WORK TO DO>
Render the following material again verbatim, leaving nothing out.

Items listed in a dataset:
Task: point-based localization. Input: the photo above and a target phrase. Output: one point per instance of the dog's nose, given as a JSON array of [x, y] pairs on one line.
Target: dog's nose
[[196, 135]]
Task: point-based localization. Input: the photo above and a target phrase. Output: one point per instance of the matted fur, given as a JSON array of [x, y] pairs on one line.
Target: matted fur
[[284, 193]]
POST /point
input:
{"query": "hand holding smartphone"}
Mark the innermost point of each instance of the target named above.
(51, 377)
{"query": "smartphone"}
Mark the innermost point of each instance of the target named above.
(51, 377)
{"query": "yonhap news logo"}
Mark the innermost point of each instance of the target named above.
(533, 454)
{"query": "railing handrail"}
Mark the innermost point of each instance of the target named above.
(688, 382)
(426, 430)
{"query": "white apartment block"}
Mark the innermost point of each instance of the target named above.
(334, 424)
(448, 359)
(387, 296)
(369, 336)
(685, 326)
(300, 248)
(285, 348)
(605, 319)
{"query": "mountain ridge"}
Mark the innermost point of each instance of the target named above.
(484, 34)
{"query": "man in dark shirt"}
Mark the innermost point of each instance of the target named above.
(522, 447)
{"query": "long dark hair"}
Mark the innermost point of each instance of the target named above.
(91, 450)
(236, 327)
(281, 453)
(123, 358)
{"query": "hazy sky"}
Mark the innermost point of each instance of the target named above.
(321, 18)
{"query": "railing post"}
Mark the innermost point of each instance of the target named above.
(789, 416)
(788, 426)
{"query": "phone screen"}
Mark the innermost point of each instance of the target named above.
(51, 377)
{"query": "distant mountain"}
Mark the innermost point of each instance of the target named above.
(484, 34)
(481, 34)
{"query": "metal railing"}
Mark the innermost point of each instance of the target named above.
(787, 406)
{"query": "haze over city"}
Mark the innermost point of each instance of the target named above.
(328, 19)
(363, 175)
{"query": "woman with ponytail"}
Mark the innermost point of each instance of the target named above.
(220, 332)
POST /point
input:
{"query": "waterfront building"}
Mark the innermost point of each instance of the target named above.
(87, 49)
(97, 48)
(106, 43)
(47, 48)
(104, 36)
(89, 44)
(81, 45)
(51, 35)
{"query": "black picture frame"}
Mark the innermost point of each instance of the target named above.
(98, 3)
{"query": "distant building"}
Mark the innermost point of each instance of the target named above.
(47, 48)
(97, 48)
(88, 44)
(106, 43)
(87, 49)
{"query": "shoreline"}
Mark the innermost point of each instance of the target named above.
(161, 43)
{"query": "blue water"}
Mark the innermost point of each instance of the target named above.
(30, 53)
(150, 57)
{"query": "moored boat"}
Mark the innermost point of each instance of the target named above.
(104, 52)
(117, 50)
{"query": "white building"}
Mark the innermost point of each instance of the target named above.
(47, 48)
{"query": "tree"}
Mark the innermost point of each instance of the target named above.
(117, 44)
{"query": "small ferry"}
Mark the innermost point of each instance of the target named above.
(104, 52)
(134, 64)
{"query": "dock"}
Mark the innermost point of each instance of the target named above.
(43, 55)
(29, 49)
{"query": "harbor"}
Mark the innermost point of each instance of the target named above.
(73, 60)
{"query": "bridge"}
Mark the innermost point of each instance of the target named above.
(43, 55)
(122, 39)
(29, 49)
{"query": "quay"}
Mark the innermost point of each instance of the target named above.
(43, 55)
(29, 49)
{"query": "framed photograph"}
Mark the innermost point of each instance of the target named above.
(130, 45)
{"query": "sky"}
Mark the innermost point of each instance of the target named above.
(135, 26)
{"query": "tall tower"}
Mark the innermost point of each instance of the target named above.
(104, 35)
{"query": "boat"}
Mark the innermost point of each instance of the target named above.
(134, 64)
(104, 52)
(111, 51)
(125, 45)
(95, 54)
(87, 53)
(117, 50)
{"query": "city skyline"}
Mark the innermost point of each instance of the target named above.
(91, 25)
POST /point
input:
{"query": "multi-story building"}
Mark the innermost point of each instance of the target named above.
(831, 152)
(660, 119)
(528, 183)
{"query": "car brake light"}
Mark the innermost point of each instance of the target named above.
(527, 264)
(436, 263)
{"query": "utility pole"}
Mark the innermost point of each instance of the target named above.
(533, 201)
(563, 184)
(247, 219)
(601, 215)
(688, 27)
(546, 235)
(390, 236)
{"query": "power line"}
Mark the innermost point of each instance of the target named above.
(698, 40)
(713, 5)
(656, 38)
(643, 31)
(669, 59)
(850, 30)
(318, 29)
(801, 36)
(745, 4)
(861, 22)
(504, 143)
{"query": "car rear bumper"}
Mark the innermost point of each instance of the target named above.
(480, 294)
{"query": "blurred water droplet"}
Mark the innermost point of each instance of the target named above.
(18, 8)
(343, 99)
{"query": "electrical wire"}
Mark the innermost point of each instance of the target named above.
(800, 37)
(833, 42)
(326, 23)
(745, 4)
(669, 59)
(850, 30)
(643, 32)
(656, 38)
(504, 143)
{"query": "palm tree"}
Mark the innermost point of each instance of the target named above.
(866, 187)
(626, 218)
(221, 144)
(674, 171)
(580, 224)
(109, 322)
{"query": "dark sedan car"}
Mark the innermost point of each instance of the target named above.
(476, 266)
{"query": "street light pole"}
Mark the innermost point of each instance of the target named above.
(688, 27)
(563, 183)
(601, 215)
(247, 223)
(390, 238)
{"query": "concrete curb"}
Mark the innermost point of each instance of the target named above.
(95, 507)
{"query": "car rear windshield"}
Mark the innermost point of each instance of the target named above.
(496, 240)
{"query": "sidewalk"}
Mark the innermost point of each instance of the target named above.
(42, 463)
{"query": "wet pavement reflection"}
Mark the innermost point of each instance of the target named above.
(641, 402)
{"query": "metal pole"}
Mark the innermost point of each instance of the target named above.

RESPONSE TO THIS TASK>
Task: point-based localization. Input: the photo above and a target phrase. Output: one point per instance of the dog's nose, given as a JSON array of [x, y] pairs on one line.
Target: dog's nose
[[196, 135]]
Task: point-based localization. Input: the photo above and a target phrase. Output: one point per instance of the matted fur, given as a JSON array of [x, y] pairs on one line.
Target: matted fur
[[284, 193]]
POST /point
input:
{"query": "hand holding smartphone"}
Mark the innermost point of each instance of the target named above.
(51, 377)
{"query": "smartphone"}
Mark the innermost point of each instance of the target named above.
(51, 377)
{"query": "yonhap news logo"}
Mark the innermost point of each instance of the target named above.
(533, 454)
{"query": "railing handrail"}
Mark the innermost point of each instance of the target named above.
(688, 382)
(426, 430)
{"query": "white apartment block"}
Mark the innermost point of each instance of the target named above.
(334, 424)
(448, 359)
(387, 296)
(369, 336)
(685, 326)
(300, 248)
(285, 348)
(605, 319)
{"query": "mountain ridge"}
Mark the innermost point of each instance of the target named above.
(484, 34)
{"query": "man in dark shirt"}
Mark the innermost point of each instance of the target named above.
(522, 447)
{"query": "long dark hair"}
Mark the innermost point of each instance of the target named above.
(91, 450)
(236, 327)
(281, 453)
(123, 358)
{"query": "hazy sky"}
Mark the innermost point of each instance of the target named above.
(321, 18)
{"query": "railing post"}
Mark the innermost point of each instance of the target named above.
(789, 416)
(788, 426)
{"query": "phone screen"}
Mark the innermost point of each instance of the target named above.
(51, 377)
{"query": "distant mountain"}
Mark the innermost point of each instance of the target named above.
(484, 34)
(481, 34)
{"query": "metal railing"}
Mark the innermost point of each instance of the target named above.
(787, 406)
{"query": "haze over city"}
Mark the innermost point of each instance of the target named above.
(328, 19)
(363, 175)
{"query": "woman with ponytail"}
Mark the innermost point of each instance of the target named above.
(220, 332)
POST /point
input:
{"query": "waterfront building"}
Mark the innermost point of each instance of the target named above.
(87, 49)
(97, 48)
(106, 43)
(47, 48)
(104, 36)
(89, 44)
(81, 45)
(51, 35)
{"query": "black picture frame"}
Mark the innermost point of each instance of the target named above.
(98, 3)
{"query": "distant building"}
Mark the innermost point of each instance of the target named above.
(47, 48)
(97, 48)
(88, 44)
(106, 43)
(87, 49)
{"query": "shoreline"}
Mark the innermost point of each instance of the target named above.
(161, 43)
{"query": "blue water"}
Mark the innermost point of each instance of the target named above.
(30, 53)
(150, 57)
{"query": "moored boat"}
Mark the innermost point of each instance of the target named above.
(104, 52)
(117, 50)
{"query": "white building"}
Mark the innermost point of each instance of the target named above.
(47, 48)
{"query": "tree"}
Mark the innermost point of each instance of the target named above.
(117, 44)
{"query": "small ferry"}
Mark the innermost point of each instance of the target named above.
(104, 52)
(134, 64)
{"query": "dock"}
Mark the innermost point of each instance of the target named above.
(43, 55)
(29, 49)
{"query": "harbor"}
Mark the innermost point of each instance of the target named above.
(73, 60)
{"query": "bridge"}
Mark the innermost point of each instance of the target named above.
(43, 55)
(122, 39)
(29, 49)
{"query": "quay"}
Mark the innermost point of each instance of the target named above.
(43, 55)
(29, 49)
{"query": "framed photograph"}
Mark the innermost point of each instance of the target named above.
(130, 45)
{"query": "sky"}
Mark the innermost point of each instance of the target named above.
(135, 26)
{"query": "tall tower"}
Mark the innermost point of each instance of the target named above.
(104, 35)
{"query": "boat"}
Mark the innermost point of each instance of the target named above.
(134, 64)
(104, 52)
(111, 51)
(125, 45)
(95, 54)
(87, 53)
(117, 50)
{"query": "city skyline"}
Mark the innermost point of each instance of the target named above.
(91, 25)
POST /point
input:
{"query": "multi-story building"}
Mark the innermost point of each instance of the target named above.
(831, 152)
(660, 119)
(528, 183)
{"query": "car brake light"}
Mark the innermost point of each instance of the target named above.
(527, 264)
(436, 263)
{"query": "utility pole"}
Mark the innermost point of each instance of the target named above.
(533, 201)
(563, 184)
(247, 219)
(601, 215)
(688, 27)
(546, 235)
(390, 236)
{"query": "power line"}
Mark the innermost point of each instance of the target named above.
(698, 40)
(713, 5)
(656, 38)
(643, 31)
(669, 59)
(850, 30)
(318, 29)
(801, 36)
(745, 4)
(861, 22)
(504, 143)
{"query": "car rear bumper"}
Mark the innermost point of each instance of the target named above.
(480, 294)
{"query": "blurred water droplet"}
Mark the innermost point of each instance of the target named above.
(18, 8)
(343, 99)
{"query": "electrical wire"}
Mark the innermost point of each instance of the target named above.
(800, 37)
(833, 42)
(326, 23)
(745, 4)
(669, 59)
(850, 30)
(643, 32)
(656, 38)
(504, 143)
{"query": "palm tree"}
Mark the innermost point of each instance of the target named above.
(866, 187)
(626, 218)
(221, 144)
(674, 171)
(580, 224)
(109, 322)
{"query": "dark sedan car"}
Mark the innermost point of each instance of the target named above.
(476, 266)
{"query": "street light pole"}
Mark the innermost point of each instance of the target named above.
(688, 27)
(563, 183)
(601, 215)
(247, 223)
(390, 238)
{"query": "concrete curb"}
Mark the innermost point of each instance of the target named above.
(95, 507)
{"query": "car rear windshield"}
Mark the innermost point of each instance of the target named above.
(496, 240)
{"query": "sidewalk"}
Mark the innermost point of each instance of the target named above.
(42, 463)
{"query": "wet pavement reflection"}
Mark the innermost point of each instance of the target named above.
(641, 402)
{"query": "metal pole"}
Mark the innermost point of each instance of the target named above.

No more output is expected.